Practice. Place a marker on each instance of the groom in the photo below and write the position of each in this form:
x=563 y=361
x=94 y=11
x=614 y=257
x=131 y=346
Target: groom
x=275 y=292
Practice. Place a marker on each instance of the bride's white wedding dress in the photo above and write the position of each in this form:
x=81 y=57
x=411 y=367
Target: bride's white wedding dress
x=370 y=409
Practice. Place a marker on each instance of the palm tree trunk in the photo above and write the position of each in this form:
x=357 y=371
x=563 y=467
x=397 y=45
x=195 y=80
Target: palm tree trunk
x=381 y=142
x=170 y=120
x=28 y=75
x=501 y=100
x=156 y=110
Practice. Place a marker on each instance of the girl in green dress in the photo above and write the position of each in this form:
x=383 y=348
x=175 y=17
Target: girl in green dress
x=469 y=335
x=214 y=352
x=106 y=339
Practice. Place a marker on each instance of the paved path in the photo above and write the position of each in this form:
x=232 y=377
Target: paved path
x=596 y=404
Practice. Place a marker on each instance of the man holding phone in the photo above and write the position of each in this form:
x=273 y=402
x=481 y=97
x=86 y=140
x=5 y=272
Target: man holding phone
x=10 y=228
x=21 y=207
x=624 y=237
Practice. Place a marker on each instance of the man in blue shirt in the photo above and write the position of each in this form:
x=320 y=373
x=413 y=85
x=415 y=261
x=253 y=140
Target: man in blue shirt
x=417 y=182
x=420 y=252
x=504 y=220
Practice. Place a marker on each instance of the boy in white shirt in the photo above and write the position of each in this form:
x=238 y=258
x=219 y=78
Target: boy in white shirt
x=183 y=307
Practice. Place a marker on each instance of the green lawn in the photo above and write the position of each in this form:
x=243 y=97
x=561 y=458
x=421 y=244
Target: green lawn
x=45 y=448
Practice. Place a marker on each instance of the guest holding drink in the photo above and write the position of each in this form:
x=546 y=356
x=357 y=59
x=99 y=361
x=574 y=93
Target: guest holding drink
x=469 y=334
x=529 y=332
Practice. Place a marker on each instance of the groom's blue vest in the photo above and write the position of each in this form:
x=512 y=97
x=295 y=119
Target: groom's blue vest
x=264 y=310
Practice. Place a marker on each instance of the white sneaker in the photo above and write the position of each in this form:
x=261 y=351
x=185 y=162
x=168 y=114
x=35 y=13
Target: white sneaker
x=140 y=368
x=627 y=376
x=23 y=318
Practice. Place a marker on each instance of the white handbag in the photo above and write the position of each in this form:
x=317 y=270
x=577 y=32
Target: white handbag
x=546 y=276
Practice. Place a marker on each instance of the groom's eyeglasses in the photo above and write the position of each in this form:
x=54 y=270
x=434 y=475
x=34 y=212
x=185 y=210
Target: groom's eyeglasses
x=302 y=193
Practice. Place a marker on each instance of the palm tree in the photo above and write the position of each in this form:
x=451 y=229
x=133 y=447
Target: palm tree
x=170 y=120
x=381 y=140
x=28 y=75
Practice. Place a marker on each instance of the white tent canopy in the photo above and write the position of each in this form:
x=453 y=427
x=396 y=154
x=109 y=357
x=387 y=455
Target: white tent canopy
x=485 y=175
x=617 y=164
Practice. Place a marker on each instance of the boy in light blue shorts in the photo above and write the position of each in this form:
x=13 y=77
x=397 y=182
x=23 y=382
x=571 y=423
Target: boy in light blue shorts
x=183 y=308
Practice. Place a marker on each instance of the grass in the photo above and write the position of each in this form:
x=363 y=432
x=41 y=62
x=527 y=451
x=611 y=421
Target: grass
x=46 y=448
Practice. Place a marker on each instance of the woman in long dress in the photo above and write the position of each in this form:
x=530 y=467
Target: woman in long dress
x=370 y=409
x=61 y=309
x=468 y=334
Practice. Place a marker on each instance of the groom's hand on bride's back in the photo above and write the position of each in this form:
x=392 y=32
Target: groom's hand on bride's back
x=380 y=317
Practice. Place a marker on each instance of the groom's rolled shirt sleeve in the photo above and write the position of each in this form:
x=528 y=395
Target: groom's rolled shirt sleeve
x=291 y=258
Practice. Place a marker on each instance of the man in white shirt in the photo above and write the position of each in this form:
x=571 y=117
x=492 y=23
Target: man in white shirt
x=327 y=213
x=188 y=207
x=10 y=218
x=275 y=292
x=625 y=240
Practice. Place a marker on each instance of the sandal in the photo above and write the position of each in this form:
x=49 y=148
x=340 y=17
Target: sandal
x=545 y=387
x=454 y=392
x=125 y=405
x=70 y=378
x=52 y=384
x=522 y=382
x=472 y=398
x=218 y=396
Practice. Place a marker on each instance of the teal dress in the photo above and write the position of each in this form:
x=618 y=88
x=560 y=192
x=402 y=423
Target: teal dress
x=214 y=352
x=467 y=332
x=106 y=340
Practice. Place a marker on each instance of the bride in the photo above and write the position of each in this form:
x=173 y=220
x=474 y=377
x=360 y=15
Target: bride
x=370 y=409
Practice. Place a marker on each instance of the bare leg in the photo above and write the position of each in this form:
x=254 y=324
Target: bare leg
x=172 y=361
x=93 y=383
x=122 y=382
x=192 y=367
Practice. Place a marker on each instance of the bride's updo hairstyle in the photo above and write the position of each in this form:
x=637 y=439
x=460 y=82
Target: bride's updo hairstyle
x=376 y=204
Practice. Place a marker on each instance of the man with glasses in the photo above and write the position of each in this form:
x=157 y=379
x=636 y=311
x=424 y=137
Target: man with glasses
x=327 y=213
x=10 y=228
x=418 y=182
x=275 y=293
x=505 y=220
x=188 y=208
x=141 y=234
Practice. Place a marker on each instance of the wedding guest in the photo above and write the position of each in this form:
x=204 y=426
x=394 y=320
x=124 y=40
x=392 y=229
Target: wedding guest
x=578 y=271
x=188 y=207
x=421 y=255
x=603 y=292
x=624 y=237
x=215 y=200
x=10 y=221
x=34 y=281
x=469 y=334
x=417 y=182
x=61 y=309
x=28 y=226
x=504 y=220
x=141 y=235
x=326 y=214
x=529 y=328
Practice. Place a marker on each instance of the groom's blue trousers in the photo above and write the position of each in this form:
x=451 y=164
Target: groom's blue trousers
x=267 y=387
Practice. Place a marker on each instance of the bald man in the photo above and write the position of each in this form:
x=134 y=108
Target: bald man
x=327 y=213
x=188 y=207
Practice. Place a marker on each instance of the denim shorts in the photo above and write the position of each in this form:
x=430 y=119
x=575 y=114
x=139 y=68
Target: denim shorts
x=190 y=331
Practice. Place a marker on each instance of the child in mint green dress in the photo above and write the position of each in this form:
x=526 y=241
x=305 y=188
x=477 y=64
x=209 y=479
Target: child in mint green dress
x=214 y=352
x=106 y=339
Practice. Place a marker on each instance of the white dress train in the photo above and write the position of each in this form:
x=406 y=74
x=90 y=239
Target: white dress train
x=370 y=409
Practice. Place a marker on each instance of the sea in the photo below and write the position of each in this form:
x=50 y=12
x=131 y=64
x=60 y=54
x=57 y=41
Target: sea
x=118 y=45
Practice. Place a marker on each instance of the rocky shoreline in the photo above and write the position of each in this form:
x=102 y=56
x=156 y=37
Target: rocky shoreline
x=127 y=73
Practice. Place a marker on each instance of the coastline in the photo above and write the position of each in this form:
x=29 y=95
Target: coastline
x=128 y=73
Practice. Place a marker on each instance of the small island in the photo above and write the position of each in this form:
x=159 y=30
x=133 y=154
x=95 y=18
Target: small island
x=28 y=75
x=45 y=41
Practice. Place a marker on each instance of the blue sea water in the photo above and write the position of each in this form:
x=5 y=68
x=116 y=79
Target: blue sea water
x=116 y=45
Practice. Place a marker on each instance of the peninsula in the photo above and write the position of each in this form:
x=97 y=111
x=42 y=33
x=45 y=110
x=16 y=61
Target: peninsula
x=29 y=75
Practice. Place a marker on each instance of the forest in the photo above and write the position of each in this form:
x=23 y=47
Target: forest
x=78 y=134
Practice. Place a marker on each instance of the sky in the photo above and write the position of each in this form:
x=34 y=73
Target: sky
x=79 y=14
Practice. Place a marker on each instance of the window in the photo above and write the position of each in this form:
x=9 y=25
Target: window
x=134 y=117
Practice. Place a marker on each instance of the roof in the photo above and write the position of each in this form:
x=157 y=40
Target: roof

:::::

» PROBLEM TO WORK ON
All lines of the data that hold "roof" need to be copied.

» FINISHED EXERCISE
Practice. Place a marker on each instance of the roof in the photo above and write the position of each in this form:
Target: roof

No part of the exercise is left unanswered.